- Written problem
Write out exactly the lines running from the line that includes "locate concrete driveway, a" to the end of the data, both ends included, and nothing besides.
* Begin Extracted records *
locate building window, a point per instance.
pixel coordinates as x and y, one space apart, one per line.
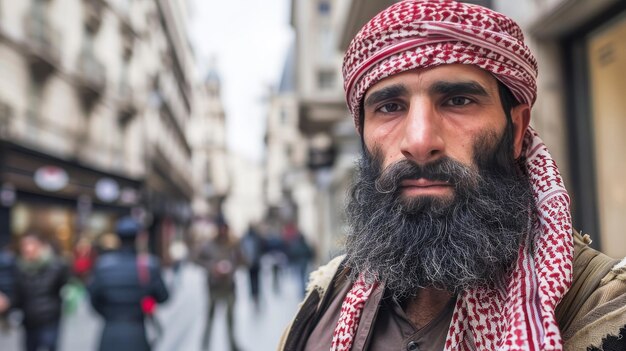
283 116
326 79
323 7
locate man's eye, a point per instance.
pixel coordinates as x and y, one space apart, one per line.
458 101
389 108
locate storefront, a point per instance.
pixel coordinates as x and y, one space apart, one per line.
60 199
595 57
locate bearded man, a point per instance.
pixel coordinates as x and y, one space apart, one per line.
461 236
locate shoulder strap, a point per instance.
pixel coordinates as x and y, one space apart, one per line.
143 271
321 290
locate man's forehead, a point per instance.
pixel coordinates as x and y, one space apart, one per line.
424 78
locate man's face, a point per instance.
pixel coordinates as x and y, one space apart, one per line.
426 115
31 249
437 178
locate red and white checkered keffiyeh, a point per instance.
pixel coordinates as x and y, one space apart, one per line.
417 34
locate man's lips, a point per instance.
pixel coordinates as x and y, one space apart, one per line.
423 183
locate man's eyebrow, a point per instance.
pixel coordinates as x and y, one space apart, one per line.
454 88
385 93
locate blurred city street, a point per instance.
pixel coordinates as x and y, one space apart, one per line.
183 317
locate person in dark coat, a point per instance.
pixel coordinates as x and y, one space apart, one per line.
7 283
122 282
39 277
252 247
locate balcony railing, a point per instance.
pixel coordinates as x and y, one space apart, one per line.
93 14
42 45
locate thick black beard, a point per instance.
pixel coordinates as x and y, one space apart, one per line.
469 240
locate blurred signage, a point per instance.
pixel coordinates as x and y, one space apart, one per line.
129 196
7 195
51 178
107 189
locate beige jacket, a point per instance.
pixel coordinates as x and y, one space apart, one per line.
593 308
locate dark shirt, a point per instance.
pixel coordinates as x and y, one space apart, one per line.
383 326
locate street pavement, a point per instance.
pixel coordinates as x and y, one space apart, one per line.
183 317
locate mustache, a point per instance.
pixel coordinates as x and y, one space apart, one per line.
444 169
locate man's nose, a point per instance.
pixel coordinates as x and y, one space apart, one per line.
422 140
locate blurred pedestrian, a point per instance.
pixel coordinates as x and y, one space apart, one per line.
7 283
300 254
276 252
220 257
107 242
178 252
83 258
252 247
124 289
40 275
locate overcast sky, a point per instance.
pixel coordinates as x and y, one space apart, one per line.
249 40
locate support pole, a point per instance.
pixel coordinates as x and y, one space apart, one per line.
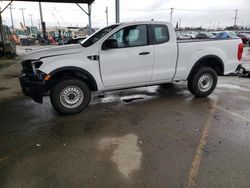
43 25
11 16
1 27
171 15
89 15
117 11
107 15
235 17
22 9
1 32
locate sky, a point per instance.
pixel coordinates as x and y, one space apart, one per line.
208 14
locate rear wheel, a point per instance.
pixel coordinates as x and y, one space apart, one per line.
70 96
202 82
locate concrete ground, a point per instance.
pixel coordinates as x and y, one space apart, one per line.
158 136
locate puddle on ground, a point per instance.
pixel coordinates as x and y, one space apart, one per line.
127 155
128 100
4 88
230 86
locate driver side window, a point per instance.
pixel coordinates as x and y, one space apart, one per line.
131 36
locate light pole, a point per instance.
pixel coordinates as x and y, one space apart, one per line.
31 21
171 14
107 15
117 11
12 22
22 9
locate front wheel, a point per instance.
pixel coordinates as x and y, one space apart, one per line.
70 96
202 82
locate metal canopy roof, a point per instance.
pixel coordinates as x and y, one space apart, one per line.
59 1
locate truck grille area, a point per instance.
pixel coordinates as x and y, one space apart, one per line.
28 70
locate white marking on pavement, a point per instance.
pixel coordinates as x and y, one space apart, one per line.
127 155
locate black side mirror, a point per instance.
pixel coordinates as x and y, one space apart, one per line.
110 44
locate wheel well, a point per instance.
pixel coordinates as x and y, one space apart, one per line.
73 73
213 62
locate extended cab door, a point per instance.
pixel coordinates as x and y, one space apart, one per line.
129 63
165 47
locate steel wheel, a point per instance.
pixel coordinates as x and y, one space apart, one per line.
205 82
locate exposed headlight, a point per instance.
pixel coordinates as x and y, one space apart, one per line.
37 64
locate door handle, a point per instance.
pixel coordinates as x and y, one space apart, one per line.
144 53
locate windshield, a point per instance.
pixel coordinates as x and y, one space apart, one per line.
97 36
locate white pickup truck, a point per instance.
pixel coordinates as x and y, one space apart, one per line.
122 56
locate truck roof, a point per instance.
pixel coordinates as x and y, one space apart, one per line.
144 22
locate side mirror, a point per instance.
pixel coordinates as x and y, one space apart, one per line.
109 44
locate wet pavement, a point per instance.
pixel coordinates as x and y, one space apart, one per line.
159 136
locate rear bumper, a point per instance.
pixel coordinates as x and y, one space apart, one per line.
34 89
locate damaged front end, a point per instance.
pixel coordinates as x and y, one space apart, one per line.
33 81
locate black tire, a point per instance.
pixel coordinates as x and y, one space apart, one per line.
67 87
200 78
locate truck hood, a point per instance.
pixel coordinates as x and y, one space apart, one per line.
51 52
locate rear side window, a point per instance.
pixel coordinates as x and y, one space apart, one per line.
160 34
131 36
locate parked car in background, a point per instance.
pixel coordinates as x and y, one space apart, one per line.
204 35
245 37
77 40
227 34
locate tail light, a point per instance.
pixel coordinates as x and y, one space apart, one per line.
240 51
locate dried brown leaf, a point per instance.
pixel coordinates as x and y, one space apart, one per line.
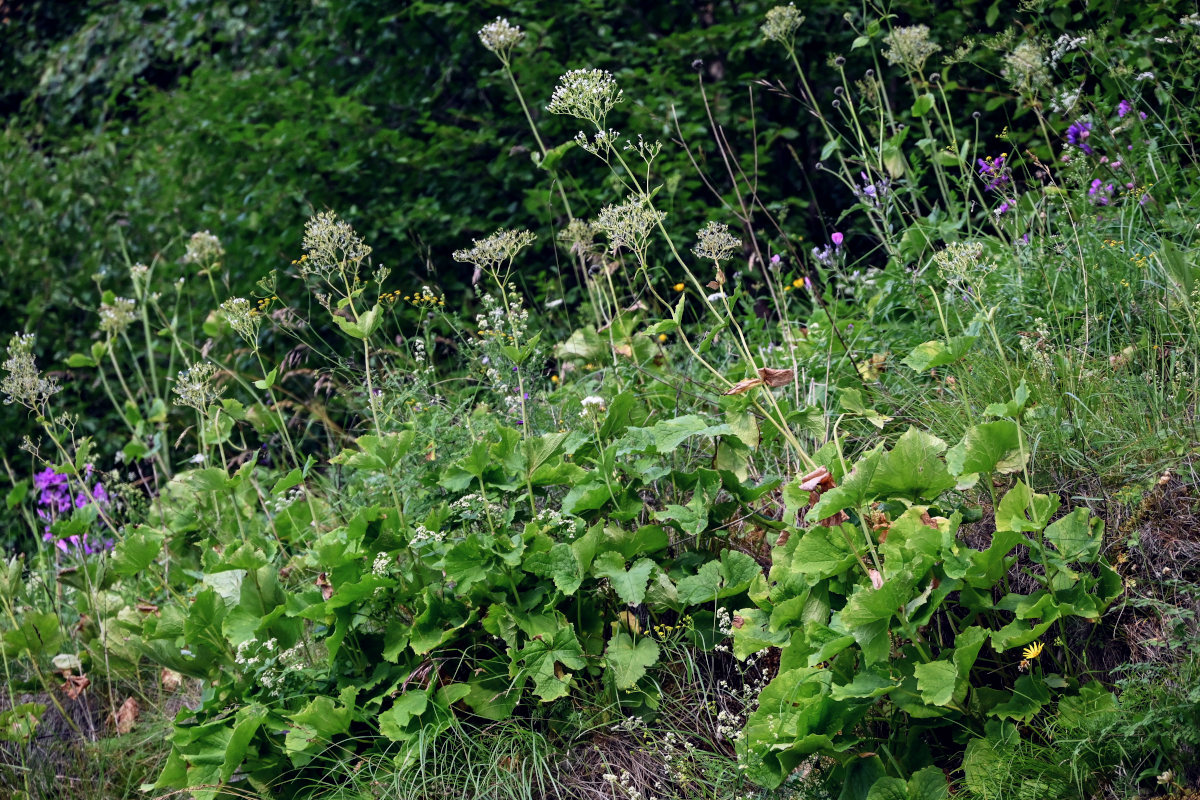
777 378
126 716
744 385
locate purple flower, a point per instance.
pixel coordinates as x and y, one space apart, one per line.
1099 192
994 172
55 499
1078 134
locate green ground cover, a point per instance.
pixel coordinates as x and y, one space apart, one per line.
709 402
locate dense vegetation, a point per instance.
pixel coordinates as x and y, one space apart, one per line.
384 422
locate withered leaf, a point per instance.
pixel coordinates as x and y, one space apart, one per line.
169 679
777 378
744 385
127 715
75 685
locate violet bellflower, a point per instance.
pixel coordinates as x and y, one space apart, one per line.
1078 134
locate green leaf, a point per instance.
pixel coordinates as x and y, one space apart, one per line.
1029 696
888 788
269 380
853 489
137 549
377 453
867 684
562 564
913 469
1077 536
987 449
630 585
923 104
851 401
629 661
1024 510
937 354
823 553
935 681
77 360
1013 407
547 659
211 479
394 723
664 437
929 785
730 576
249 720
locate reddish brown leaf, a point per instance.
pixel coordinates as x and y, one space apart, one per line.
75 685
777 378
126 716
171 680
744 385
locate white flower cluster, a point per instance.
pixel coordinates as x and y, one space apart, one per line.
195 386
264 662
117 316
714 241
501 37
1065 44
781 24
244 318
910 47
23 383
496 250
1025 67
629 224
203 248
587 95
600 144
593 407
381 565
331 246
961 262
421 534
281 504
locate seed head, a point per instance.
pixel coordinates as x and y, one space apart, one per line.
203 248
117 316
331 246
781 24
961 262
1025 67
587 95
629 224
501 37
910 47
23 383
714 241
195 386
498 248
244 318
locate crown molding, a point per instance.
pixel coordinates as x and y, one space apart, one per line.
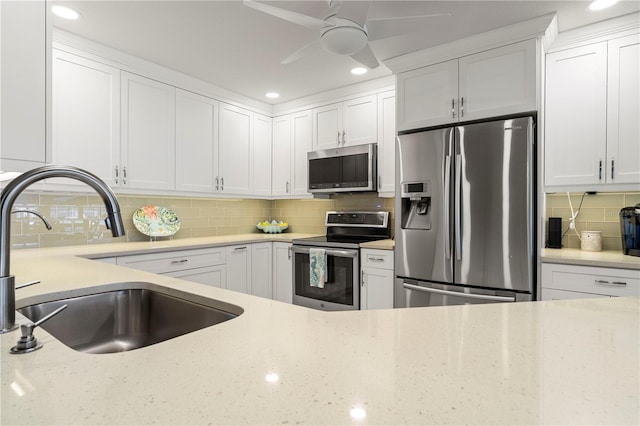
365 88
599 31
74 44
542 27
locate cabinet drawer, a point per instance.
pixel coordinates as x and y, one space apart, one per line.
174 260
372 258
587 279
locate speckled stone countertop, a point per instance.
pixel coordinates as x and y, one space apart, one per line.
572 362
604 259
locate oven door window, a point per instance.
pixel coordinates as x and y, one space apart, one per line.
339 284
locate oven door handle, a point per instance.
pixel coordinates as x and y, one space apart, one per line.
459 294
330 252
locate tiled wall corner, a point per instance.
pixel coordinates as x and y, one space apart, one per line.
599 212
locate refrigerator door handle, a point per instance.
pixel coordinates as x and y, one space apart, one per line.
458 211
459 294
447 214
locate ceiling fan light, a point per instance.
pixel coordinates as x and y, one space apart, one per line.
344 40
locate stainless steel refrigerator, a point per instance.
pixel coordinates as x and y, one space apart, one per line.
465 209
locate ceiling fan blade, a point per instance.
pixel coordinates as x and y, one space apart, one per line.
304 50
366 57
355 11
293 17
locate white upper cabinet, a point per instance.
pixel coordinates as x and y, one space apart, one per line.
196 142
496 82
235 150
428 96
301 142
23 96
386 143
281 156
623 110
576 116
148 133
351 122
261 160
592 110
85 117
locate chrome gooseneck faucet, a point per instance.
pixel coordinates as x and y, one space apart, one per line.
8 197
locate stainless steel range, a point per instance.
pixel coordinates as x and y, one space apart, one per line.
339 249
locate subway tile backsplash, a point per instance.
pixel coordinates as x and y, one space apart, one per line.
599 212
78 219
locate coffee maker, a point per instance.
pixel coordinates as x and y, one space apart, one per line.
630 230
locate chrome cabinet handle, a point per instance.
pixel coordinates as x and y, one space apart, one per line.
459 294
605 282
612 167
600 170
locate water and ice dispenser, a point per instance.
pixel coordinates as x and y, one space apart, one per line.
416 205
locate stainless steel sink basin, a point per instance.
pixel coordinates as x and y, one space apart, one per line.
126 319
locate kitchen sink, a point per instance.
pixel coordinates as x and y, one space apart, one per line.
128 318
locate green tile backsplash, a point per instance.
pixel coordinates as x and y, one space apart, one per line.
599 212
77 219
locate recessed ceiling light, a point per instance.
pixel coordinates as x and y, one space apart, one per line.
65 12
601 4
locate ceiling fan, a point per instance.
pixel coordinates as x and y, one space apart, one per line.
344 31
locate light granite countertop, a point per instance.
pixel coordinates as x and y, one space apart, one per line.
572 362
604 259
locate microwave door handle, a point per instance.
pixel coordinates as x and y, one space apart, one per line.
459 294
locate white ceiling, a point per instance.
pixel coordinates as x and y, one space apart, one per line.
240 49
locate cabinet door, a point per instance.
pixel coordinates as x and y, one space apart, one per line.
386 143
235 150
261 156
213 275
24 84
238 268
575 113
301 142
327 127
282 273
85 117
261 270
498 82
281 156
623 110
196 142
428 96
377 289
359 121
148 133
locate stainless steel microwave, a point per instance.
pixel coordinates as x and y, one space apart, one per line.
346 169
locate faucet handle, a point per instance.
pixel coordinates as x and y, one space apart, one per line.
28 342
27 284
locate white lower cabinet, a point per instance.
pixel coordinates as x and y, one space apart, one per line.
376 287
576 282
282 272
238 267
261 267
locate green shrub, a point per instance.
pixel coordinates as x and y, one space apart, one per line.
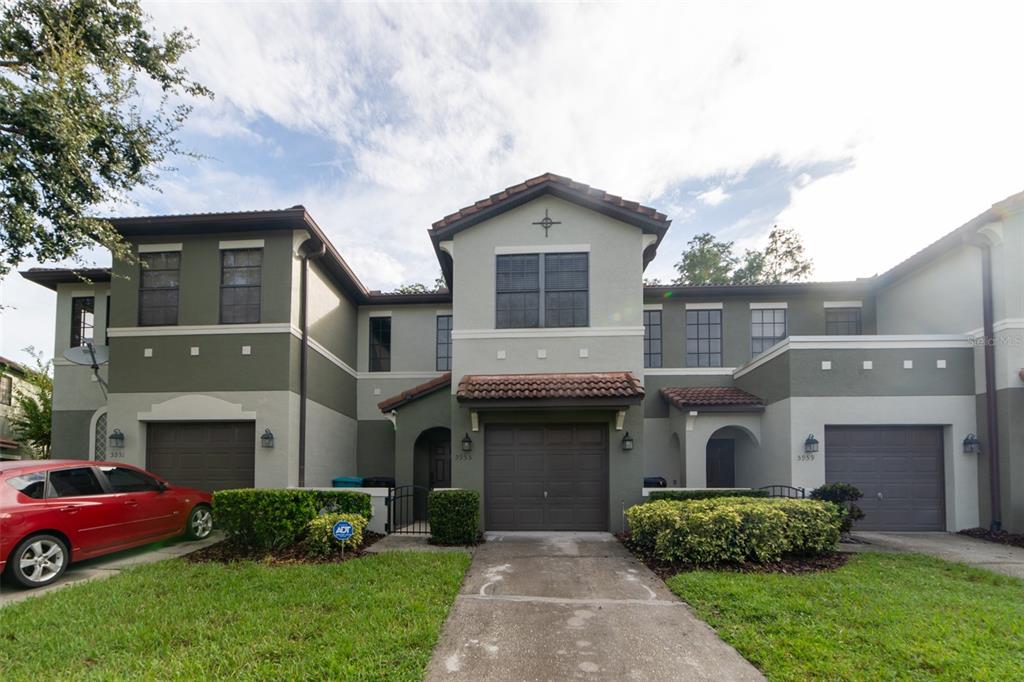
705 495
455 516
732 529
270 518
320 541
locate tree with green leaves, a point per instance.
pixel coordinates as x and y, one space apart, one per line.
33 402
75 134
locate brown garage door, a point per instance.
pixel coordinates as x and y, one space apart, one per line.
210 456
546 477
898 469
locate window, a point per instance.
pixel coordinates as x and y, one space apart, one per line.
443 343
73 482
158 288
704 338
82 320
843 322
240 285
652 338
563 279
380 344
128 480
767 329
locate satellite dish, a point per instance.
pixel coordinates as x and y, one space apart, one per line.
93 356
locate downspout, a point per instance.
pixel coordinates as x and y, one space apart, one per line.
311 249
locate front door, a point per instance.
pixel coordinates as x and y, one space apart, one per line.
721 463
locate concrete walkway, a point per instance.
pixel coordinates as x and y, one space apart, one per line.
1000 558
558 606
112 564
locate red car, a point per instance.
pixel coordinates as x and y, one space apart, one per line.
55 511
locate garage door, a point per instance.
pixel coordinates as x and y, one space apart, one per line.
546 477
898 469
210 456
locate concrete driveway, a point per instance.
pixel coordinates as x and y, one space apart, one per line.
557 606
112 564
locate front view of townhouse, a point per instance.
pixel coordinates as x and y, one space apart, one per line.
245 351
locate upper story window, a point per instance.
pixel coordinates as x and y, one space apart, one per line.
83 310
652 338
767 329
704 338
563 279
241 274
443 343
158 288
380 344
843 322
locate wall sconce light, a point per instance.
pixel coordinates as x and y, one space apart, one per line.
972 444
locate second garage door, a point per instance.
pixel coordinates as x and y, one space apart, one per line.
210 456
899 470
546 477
* End Extracted records *
- Answer below
locate concrete driveway, a point per instance.
pixel coordinates as x and y, one space apart, one per line.
557 606
112 564
locate front view of townhouse, a point per instance.
pixel coordinates as x and y, one space apart, one per line.
245 351
locate upper story window, a point per instance.
pixel coordinates as x and y, one space apart, one per line.
83 310
652 338
767 329
704 338
563 279
241 274
443 343
158 288
380 344
843 322
locate wall sconce light, a point per instance.
pixel coordinates as x and y, one space apart, one per line.
972 444
locate second garage door, a point per instance.
pixel coordinates as x and y, one space apart, one per line.
210 456
899 470
546 477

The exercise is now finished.